**Direction:** Treat the line containing "of the dark" as the first line and the final line of the material below as the last; reproduce that range exactly.

**Location annotation dataset excerpts:**
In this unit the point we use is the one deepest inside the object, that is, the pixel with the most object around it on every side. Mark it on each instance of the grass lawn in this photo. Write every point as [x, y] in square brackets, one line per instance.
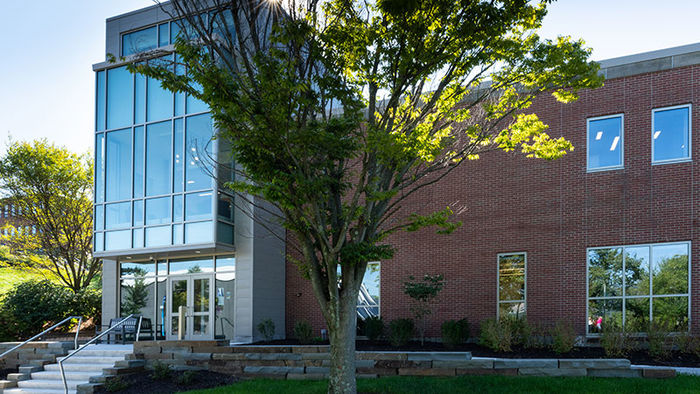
[473, 384]
[10, 276]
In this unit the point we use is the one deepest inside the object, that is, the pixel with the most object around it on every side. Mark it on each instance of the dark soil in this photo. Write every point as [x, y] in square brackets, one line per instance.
[675, 359]
[143, 383]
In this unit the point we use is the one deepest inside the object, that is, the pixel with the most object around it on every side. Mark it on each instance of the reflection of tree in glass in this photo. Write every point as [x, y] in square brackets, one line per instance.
[512, 278]
[136, 295]
[605, 272]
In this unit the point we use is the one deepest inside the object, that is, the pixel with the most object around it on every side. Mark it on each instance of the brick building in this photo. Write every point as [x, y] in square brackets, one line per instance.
[605, 234]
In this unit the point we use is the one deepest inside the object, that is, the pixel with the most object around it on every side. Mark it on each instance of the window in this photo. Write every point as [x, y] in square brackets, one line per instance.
[605, 142]
[512, 284]
[631, 286]
[670, 134]
[368, 298]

**Response for this exercise:**
In this unit the point we use is the one deepest inside the object, that is, the pixel with the most object around it on every side. Mark it on each instance of the dark soil in this photo. Write every point as [x, y] in square brackets, one line per instance.
[675, 359]
[143, 383]
In this unit the point we use is the one deepest inside the object, that is, the pixel with the most object around it on every side. Mark it on each instance of the reflection of tree in glass in this photo. Write every point as [x, y] in square brackets, one line per instance.
[512, 278]
[136, 295]
[605, 272]
In this unit the point we use is the one deepest inside the object, that is, the pixel with the most object around it on every side. Mark it on each instance of the brick building in this photo. Write every point as [x, y] in square brackets, one line per instance.
[605, 234]
In this unit the point we use is the one deepest inside the object, that is, the pixel with the most object around it on every side. Mark it on each instance of the window in this photo. Write every point as [x, y] in square brackets, one line per instance.
[605, 142]
[512, 284]
[631, 286]
[670, 134]
[368, 298]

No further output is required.